▼

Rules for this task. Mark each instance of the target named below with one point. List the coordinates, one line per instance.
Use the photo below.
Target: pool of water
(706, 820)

▲
▼

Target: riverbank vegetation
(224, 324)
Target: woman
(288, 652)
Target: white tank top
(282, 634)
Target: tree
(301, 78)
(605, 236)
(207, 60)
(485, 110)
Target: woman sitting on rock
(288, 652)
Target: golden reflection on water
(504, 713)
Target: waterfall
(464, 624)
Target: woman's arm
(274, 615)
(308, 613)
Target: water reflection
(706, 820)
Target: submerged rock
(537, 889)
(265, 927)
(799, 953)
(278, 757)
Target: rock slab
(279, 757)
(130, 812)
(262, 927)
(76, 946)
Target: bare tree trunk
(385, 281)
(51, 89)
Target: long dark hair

▲
▼

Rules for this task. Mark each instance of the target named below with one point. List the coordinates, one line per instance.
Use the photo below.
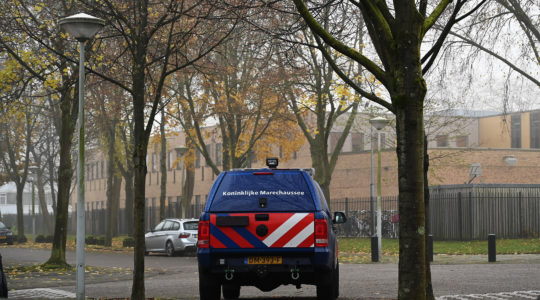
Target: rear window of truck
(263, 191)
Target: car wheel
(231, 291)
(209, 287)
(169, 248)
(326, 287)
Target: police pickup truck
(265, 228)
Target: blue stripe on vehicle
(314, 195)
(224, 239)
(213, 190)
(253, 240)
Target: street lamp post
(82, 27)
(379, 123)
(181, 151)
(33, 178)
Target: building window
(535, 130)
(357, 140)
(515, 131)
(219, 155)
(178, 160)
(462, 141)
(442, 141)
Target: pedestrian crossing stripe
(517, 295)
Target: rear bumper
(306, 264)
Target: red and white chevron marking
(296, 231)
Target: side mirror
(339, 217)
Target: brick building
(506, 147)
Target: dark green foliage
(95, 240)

▲

▸ GIVEN EXERCISE
Update the material from the line with "Target: rock slab" up to and including the line with "Target: long dark hair" by replacing "bare" with "dead", leaving everything else unchanged.

▸ TASK ANSWER
Target: rock slab
(279, 757)
(130, 812)
(262, 927)
(76, 946)
Target: dead tree trunk
(385, 281)
(51, 89)
Target: long dark hair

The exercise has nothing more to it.